DATA FOR THIS EXERCISE section start

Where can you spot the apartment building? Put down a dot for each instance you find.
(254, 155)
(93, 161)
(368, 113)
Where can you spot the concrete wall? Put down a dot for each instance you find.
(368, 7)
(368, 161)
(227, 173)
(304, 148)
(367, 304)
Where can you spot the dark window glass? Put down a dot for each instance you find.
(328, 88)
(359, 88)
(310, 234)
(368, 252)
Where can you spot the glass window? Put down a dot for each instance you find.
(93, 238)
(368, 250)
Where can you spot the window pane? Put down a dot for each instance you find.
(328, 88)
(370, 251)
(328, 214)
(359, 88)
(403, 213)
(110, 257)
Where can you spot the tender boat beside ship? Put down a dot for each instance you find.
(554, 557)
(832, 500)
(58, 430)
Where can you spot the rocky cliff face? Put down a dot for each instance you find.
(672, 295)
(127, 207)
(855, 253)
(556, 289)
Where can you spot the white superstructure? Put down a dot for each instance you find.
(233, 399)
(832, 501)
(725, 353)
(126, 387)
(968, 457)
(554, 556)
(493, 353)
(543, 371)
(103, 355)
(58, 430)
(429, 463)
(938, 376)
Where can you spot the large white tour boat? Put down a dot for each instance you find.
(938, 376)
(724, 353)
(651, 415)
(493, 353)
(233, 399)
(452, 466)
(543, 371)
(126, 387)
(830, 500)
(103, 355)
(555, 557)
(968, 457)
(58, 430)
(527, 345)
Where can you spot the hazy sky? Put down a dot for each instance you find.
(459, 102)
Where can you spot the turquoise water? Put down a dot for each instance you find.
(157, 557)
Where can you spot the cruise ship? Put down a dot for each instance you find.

DATA FOR THIS EXERCISE section end

## WHAT IS EXPECTED
Retype the records above exactly.

## REPLY TO THE TASK
Where can you spot the apartment building? Put down a dot for each instance you find.
(254, 155)
(93, 161)
(368, 113)
Where can you spot the concrete wall? Put down a dot for each instance you find.
(368, 7)
(368, 161)
(227, 173)
(304, 148)
(367, 304)
Where can you spot the dark window glass? Put down a dot for each instance you find.
(328, 88)
(359, 88)
(310, 234)
(368, 252)
Where can you spot the glass window? Put down a dot for each instance you find.
(93, 238)
(368, 250)
Where can you spot the window pane? Put down a dot for each instance you find.
(328, 88)
(370, 251)
(328, 214)
(359, 88)
(403, 213)
(110, 257)
Where can you spot the tender boat beside ship? Put down a dot for each instance you find.
(554, 557)
(832, 500)
(58, 430)
Where can you spot the rocky cliff face? Put down a dot for each instance you find.
(672, 295)
(127, 207)
(855, 253)
(556, 289)
Where can you spot the white superstructure? Put down a dot for each instance you find.
(233, 399)
(832, 501)
(725, 353)
(126, 387)
(968, 457)
(554, 556)
(493, 353)
(543, 371)
(103, 355)
(58, 430)
(429, 463)
(938, 376)
Where can you spot the large white tour boat? Put down a dot for each instance you find.
(938, 376)
(724, 353)
(651, 415)
(493, 353)
(233, 399)
(452, 466)
(543, 371)
(126, 387)
(830, 500)
(103, 355)
(555, 557)
(968, 457)
(58, 430)
(527, 345)
Where can you spot the hazy sky? Put down a dot for each instance you find.
(459, 102)
Where can you spot the turquoise water? Put down a dot for each instance you find.
(157, 557)
Where can you spot the cruise ship? Put down a dot for each instance you find.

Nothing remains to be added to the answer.